Start of Material shown

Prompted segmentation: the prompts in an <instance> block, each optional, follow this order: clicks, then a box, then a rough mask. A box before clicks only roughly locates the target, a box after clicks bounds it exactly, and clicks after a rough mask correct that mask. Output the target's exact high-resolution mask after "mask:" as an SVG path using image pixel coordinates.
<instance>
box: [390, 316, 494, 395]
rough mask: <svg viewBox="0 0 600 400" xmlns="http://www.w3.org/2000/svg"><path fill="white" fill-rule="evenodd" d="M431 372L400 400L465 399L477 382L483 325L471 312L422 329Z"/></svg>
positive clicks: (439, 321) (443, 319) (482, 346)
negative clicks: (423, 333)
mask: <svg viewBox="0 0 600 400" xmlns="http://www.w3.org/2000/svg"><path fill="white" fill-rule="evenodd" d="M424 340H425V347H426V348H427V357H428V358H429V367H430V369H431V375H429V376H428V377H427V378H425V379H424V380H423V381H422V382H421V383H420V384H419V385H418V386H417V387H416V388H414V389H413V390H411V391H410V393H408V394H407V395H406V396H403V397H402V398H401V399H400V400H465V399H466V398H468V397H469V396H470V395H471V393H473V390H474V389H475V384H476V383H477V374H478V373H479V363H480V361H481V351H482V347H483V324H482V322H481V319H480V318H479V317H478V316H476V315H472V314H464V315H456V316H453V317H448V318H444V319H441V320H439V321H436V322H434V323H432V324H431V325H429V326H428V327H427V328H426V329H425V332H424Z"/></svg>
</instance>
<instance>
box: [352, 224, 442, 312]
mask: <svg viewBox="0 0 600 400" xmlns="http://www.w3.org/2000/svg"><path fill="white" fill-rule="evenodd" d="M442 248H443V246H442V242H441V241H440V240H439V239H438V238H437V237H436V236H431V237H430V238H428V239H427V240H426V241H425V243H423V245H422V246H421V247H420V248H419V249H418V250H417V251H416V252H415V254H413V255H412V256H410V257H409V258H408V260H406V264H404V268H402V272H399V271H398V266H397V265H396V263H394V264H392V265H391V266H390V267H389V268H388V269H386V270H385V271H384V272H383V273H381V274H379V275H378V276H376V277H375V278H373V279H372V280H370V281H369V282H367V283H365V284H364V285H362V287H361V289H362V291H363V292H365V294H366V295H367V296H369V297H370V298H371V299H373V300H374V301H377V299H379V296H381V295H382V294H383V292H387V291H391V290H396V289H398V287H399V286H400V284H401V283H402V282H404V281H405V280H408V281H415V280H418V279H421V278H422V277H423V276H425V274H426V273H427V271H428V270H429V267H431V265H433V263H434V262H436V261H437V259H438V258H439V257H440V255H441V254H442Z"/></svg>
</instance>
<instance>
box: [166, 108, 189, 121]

End of Material shown

Written task: Can you lay out every line of the data above as a numbered list, leaving out any blank lines?

Output of the task:
1. Prompted segmentation: the prompts in an <instance> block, each optional, follow this order: clicks, then a box, then a rough mask. A box before clicks only roughly locates the target, a box after clicks bounds it exactly, and clicks after a rough mask correct that mask. Output the target's exact high-resolution mask after "mask:" as an SVG path using image pixel coordinates.
2. <instance>
3. box: [390, 316, 494, 395]
4. rough mask: <svg viewBox="0 0 600 400" xmlns="http://www.w3.org/2000/svg"><path fill="white" fill-rule="evenodd" d="M431 372L400 400L465 399L477 382L483 325L471 312L422 329Z"/></svg>
5. positive clicks: (439, 321) (443, 319) (482, 346)
6. negative clicks: (423, 333)
7. mask: <svg viewBox="0 0 600 400" xmlns="http://www.w3.org/2000/svg"><path fill="white" fill-rule="evenodd" d="M424 340H425V347H426V348H427V357H428V358H429V367H430V369H431V375H429V376H428V377H427V378H425V379H424V380H423V381H422V382H421V383H420V384H419V385H418V386H417V387H416V388H414V389H413V390H411V391H410V393H408V394H407V395H406V396H403V397H402V398H401V399H400V400H465V399H466V398H468V397H469V396H470V395H471V393H473V390H474V389H475V384H476V383H477V374H478V373H479V363H480V361H481V351H482V347H483V324H482V322H481V319H480V318H479V317H478V316H476V315H472V314H464V315H456V316H453V317H448V318H444V319H441V320H439V321H436V322H434V323H432V324H431V325H429V326H428V327H427V328H426V329H425V332H424Z"/></svg>
8. </instance>
9. <instance>
10. box: [352, 224, 442, 312]
11. mask: <svg viewBox="0 0 600 400" xmlns="http://www.w3.org/2000/svg"><path fill="white" fill-rule="evenodd" d="M442 248H443V246H442V242H441V241H440V240H439V239H438V238H437V237H436V236H431V237H430V238H428V239H427V240H426V241H425V243H423V245H422V246H421V247H420V248H419V249H418V250H417V251H416V252H415V254H413V255H412V256H410V257H409V258H408V260H406V264H404V268H402V272H399V271H398V266H397V265H396V263H394V264H392V265H391V266H390V267H389V268H388V269H386V270H385V271H384V272H383V273H381V274H379V275H378V276H376V277H375V278H373V279H372V280H370V281H369V282H367V283H365V284H364V285H362V287H361V289H362V291H363V292H365V294H366V295H367V296H369V297H370V298H371V299H373V300H374V301H377V299H379V296H381V295H382V294H383V292H387V291H391V290H396V289H398V287H399V286H400V284H401V283H402V282H404V281H405V280H408V281H415V280H418V279H421V278H422V277H423V276H425V274H426V273H427V271H428V270H429V267H431V265H433V263H434V262H436V261H437V259H438V258H439V257H440V255H441V254H442Z"/></svg>
12. </instance>
13. <instance>
14. box: [166, 108, 189, 121]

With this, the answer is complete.